#### [What you are asked to do]
Count, please, the lines in the listing below that contain "concrete", and reply with the count only.

#### [Records for the exercise]
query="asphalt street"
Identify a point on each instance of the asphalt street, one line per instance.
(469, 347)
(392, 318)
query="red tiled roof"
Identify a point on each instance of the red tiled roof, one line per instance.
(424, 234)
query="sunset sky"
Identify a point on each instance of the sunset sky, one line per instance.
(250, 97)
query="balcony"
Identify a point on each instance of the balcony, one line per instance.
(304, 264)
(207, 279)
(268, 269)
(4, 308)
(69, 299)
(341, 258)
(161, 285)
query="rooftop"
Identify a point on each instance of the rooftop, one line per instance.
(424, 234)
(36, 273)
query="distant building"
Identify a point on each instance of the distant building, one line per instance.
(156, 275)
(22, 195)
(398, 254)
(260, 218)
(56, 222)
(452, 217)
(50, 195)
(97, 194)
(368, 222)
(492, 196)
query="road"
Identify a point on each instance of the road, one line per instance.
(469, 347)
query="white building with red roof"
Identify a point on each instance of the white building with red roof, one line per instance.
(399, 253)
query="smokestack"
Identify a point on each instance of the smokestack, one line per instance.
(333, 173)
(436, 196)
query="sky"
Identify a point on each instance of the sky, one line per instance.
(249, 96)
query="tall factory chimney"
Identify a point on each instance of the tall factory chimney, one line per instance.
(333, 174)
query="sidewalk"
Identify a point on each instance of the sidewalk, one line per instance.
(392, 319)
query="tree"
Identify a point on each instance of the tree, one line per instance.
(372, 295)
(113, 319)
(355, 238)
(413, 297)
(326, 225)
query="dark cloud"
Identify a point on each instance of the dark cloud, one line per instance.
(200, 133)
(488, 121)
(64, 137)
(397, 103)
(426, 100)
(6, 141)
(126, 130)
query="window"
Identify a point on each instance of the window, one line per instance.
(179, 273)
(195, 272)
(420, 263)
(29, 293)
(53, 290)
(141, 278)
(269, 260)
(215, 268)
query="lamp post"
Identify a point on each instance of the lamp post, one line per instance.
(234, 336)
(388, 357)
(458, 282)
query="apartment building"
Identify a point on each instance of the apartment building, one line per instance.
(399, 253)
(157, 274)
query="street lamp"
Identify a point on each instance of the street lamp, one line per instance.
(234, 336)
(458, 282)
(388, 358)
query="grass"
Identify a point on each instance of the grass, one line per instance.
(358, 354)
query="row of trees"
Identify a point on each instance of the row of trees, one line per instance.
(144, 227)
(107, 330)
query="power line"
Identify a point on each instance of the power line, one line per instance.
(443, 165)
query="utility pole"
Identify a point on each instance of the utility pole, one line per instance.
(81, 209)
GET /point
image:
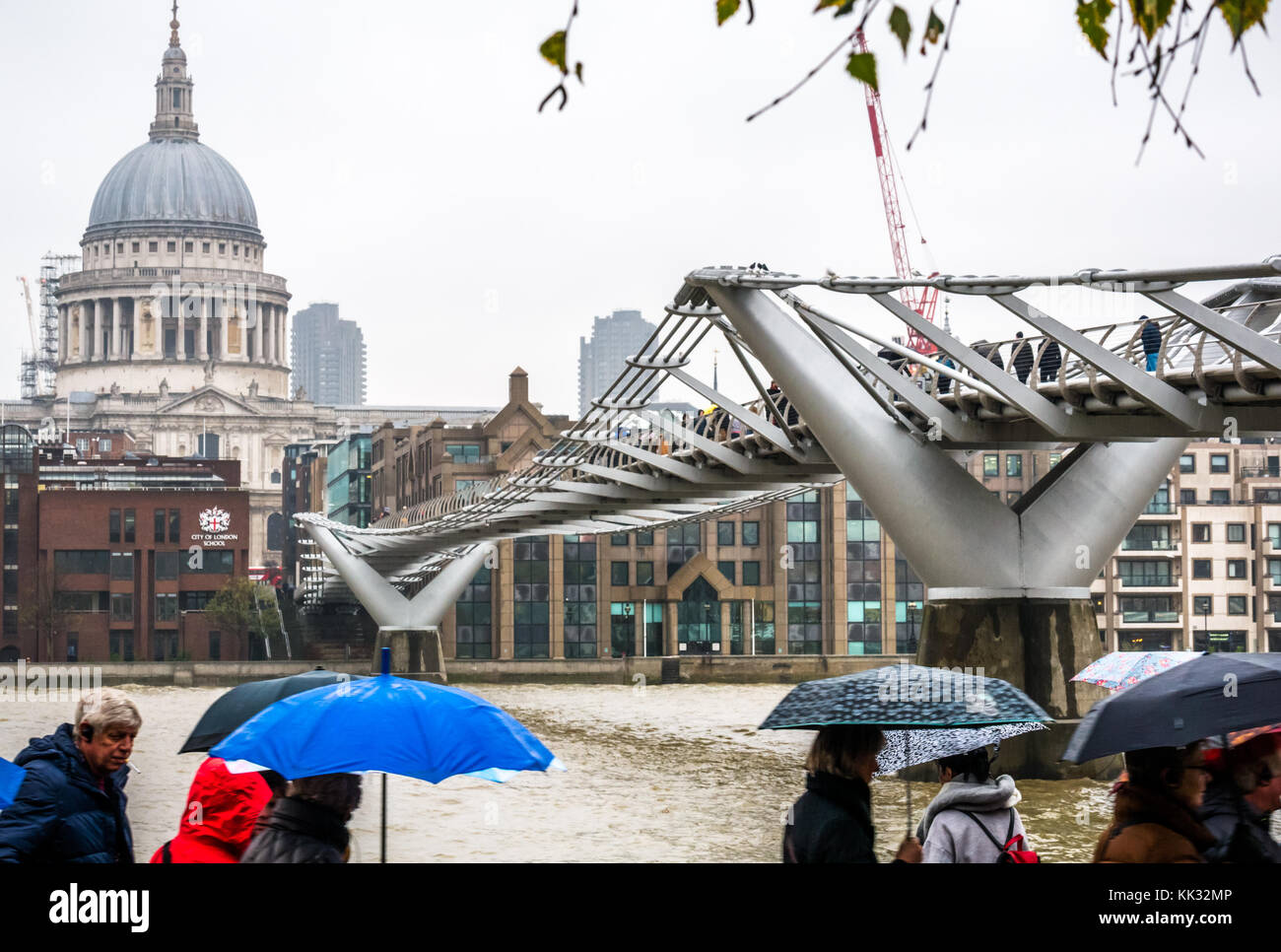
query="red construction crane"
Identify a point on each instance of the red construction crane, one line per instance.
(921, 300)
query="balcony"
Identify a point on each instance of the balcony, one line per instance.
(1144, 618)
(1149, 545)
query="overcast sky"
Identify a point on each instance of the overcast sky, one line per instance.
(400, 167)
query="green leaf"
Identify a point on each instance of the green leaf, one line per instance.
(1243, 14)
(862, 67)
(843, 7)
(901, 26)
(1093, 18)
(1151, 16)
(933, 30)
(554, 50)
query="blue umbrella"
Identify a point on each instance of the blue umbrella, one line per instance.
(387, 724)
(11, 780)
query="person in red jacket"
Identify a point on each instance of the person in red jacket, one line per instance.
(218, 818)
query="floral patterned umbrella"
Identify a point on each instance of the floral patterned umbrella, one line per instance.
(1125, 668)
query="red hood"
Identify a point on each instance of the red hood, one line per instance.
(218, 818)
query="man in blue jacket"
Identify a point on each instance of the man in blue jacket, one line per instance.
(71, 805)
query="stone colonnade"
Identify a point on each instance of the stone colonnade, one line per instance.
(131, 327)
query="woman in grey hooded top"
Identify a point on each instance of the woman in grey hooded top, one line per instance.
(972, 812)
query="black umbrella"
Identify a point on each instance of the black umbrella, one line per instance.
(243, 701)
(909, 700)
(1208, 696)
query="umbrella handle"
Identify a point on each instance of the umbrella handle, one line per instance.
(908, 756)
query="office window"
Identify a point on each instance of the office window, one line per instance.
(122, 606)
(530, 601)
(473, 618)
(122, 566)
(89, 562)
(580, 630)
(683, 543)
(167, 567)
(167, 606)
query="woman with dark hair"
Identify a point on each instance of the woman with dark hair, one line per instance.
(1154, 815)
(310, 824)
(973, 816)
(833, 820)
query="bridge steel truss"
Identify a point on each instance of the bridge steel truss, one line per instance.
(852, 404)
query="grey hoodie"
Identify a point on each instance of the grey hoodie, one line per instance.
(949, 836)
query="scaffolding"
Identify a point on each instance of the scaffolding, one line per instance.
(39, 368)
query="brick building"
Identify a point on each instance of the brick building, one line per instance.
(105, 568)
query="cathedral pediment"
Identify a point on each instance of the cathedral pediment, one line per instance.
(209, 400)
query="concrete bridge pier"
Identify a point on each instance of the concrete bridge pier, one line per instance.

#### [Result]
2